== Request ==
Word for word, transcribe the lines from the one containing "Provide the pixel coordinates of one point on the orange" through the end of the entries, both included, and nothing else.

Excerpts of location labeling data
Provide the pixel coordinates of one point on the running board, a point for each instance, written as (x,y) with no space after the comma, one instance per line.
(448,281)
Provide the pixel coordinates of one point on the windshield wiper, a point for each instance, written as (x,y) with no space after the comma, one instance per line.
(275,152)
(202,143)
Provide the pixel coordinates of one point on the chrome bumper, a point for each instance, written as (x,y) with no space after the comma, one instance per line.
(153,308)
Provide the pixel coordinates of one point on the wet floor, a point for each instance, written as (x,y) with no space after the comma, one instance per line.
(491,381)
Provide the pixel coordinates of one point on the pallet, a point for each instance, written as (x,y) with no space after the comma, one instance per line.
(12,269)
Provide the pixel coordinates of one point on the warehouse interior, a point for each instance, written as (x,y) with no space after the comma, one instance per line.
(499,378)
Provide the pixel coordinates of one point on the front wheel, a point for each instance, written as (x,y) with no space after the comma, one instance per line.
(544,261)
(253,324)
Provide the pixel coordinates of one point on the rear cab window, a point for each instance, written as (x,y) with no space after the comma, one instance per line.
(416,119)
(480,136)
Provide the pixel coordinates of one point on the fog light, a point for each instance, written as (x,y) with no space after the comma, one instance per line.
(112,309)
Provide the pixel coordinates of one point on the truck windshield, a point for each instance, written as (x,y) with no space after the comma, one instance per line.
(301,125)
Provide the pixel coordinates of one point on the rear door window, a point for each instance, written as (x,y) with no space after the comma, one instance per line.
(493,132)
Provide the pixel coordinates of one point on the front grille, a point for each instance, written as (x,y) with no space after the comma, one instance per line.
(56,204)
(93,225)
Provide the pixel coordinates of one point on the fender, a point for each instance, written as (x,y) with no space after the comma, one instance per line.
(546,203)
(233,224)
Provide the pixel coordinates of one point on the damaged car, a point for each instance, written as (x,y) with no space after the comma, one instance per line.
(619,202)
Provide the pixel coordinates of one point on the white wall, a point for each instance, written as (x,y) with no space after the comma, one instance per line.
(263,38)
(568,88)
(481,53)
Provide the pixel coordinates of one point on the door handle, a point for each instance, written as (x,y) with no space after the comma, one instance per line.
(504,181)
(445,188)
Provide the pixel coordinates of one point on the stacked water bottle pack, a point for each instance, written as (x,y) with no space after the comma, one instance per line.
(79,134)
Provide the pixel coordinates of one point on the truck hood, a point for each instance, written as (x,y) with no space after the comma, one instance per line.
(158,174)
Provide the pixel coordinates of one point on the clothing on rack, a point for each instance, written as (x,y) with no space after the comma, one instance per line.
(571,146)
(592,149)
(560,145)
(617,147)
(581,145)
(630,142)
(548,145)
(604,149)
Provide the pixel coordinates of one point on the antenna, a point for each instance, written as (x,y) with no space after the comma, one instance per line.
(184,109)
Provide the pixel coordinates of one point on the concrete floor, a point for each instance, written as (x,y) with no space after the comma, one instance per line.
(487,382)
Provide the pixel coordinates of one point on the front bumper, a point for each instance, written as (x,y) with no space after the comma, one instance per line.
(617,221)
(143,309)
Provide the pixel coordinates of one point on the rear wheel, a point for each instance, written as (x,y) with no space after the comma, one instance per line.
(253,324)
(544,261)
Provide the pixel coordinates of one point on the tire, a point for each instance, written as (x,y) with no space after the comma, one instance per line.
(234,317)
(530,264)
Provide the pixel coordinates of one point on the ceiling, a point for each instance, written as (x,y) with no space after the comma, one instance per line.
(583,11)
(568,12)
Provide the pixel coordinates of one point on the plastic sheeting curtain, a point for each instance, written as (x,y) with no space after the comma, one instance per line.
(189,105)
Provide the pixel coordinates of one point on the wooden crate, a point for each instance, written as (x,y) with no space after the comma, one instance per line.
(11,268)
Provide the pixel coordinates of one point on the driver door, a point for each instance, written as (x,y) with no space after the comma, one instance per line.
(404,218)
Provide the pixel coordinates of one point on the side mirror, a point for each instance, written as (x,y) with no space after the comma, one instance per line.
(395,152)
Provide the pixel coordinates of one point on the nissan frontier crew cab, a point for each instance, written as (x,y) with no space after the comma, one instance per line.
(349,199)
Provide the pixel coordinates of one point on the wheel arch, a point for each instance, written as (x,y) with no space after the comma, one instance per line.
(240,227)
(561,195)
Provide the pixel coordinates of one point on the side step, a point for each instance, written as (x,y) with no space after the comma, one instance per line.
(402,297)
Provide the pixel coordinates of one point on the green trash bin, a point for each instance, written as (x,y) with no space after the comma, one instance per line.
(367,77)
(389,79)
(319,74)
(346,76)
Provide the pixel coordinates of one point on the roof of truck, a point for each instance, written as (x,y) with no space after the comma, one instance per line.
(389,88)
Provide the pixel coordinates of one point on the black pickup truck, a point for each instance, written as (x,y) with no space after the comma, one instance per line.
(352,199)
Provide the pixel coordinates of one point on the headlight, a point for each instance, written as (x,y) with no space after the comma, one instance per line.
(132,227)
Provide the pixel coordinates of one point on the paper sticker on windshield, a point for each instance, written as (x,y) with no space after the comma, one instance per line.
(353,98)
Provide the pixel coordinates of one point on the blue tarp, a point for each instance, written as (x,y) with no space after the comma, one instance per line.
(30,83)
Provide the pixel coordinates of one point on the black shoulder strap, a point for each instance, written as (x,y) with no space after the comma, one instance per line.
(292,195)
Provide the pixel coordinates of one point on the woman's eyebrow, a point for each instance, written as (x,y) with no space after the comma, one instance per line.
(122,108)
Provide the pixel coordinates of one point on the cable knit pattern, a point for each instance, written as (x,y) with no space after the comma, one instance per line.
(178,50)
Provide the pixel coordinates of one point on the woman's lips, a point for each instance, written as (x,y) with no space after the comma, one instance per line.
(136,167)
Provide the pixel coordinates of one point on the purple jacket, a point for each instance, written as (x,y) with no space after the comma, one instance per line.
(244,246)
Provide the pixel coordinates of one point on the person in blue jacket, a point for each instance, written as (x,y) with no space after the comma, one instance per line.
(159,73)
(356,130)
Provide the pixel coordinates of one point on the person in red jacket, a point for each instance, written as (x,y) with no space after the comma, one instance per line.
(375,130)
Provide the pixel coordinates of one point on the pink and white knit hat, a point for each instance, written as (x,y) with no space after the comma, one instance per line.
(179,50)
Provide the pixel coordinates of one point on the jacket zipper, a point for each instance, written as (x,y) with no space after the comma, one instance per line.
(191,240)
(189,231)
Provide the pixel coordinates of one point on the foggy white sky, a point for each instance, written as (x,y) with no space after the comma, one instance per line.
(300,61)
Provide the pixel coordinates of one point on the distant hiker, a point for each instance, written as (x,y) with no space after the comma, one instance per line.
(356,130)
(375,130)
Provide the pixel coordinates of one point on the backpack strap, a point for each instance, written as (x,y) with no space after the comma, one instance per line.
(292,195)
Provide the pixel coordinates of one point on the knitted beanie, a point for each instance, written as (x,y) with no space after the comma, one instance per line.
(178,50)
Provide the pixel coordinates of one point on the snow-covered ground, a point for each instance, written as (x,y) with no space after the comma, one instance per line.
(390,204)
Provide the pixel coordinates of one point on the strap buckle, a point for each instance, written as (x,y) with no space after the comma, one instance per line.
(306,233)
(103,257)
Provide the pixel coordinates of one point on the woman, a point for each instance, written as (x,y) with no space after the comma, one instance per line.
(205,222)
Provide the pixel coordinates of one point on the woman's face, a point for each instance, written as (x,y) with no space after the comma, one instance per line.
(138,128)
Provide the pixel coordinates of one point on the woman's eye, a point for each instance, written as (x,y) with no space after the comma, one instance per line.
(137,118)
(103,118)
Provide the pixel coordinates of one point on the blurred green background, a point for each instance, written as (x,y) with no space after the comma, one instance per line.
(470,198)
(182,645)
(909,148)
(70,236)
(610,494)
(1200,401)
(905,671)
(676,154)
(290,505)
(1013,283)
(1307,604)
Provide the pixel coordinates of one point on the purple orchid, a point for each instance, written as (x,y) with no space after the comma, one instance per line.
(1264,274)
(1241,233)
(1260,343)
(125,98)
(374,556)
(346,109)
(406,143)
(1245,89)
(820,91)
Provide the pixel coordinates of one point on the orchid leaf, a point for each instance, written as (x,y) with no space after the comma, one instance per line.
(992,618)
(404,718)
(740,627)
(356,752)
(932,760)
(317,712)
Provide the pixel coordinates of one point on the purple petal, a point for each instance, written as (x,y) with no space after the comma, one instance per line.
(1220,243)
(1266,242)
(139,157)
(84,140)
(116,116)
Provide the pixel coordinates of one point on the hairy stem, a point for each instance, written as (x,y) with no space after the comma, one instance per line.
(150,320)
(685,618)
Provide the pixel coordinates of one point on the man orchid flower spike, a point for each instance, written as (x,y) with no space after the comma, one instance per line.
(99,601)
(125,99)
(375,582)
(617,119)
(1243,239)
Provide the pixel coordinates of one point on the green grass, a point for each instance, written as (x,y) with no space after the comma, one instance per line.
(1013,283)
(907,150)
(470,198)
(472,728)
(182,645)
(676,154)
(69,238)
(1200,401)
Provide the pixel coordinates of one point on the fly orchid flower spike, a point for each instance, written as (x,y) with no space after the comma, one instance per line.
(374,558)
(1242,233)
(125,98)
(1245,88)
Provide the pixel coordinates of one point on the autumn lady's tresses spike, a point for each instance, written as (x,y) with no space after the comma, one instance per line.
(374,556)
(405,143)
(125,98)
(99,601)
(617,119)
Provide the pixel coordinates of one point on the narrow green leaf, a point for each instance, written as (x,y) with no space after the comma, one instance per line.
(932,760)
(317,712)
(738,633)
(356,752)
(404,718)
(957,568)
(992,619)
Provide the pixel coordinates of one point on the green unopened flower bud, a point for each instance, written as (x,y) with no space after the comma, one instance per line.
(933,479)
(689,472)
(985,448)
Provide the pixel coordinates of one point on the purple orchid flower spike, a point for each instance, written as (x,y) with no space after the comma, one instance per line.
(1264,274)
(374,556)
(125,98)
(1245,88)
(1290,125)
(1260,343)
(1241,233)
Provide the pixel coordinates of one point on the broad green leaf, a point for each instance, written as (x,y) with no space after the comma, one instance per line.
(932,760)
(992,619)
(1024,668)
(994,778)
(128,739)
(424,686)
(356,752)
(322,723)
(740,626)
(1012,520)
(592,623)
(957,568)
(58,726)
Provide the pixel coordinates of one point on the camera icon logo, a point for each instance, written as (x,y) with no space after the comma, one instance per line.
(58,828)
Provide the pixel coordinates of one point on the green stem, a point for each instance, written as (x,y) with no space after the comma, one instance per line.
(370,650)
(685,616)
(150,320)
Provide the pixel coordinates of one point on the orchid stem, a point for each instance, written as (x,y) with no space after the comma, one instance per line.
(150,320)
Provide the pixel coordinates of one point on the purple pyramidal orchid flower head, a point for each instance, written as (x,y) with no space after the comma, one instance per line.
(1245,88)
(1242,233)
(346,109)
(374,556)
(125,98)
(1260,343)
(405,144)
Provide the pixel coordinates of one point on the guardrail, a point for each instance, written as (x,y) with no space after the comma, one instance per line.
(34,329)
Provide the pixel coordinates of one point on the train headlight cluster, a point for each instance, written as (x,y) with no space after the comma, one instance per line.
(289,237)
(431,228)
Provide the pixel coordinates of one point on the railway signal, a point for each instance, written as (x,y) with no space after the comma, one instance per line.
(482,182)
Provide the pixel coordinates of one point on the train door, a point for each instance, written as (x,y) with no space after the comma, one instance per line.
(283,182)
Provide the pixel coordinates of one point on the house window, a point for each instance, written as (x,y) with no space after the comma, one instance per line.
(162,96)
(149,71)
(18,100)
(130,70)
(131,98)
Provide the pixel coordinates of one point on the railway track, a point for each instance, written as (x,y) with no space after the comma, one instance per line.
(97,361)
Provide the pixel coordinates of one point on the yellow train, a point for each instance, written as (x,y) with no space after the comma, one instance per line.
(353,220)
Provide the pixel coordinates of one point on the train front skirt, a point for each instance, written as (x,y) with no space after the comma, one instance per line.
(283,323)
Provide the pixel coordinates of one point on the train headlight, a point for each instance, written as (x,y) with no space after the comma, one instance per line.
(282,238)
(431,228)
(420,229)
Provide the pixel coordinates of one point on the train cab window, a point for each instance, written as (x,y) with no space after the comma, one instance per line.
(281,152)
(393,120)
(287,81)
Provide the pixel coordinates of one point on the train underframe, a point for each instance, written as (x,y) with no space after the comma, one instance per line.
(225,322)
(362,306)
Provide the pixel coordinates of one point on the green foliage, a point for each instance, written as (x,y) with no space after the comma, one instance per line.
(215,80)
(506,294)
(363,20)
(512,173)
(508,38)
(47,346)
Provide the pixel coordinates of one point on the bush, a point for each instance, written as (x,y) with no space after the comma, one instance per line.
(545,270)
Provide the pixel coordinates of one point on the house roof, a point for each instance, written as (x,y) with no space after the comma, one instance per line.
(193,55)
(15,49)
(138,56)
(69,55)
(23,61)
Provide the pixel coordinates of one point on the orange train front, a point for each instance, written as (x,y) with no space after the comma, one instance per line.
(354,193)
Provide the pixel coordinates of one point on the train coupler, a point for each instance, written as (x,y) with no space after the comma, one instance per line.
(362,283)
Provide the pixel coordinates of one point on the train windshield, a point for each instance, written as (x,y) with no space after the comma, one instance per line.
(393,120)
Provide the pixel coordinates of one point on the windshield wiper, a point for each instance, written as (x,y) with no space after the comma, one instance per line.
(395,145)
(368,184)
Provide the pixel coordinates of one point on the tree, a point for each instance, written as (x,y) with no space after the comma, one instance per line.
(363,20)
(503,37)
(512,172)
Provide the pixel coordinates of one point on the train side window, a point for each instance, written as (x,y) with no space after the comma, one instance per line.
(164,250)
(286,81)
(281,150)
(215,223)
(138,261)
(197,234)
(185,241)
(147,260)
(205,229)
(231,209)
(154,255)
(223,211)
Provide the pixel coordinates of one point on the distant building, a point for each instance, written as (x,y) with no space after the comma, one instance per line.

== Output below ==
Provide the pixel coordinates of one point on the orange train front, a point for each instance, written as (x,y) with no space after the comma, one instance per line.
(354,193)
Provide the pixel coordinates of one point on the train coupler, a point for each instance, written as (x,y) with no space after the comma, one instance per line.
(362,283)
Provide the pixel coordinates of one point on the train windshield, a point for each instance, written as (x,y) with no space after the comma, one instance per line.
(393,120)
Provide the pixel coordinates of one point on the windshield wiper, a point for each instance, written as (x,y) with no space after the comma, one instance per line.
(395,145)
(368,184)
Provide the pixel coordinates of one point on the tree, a point for each instance, written as (x,y) with no space after the comma, one instance per line.
(363,20)
(503,37)
(512,172)
Provide the pixel coordinates of one point on the train side window, a point for each instance, written as (x,y) with no space after the comma, one instance per line.
(164,250)
(286,81)
(281,150)
(215,223)
(138,261)
(197,234)
(185,241)
(147,260)
(205,229)
(231,209)
(154,255)
(223,211)
Provide the pixel coordinates of one point on the distant building, a point for each instance, written as (x,y) with no space after the comma, one instance per line.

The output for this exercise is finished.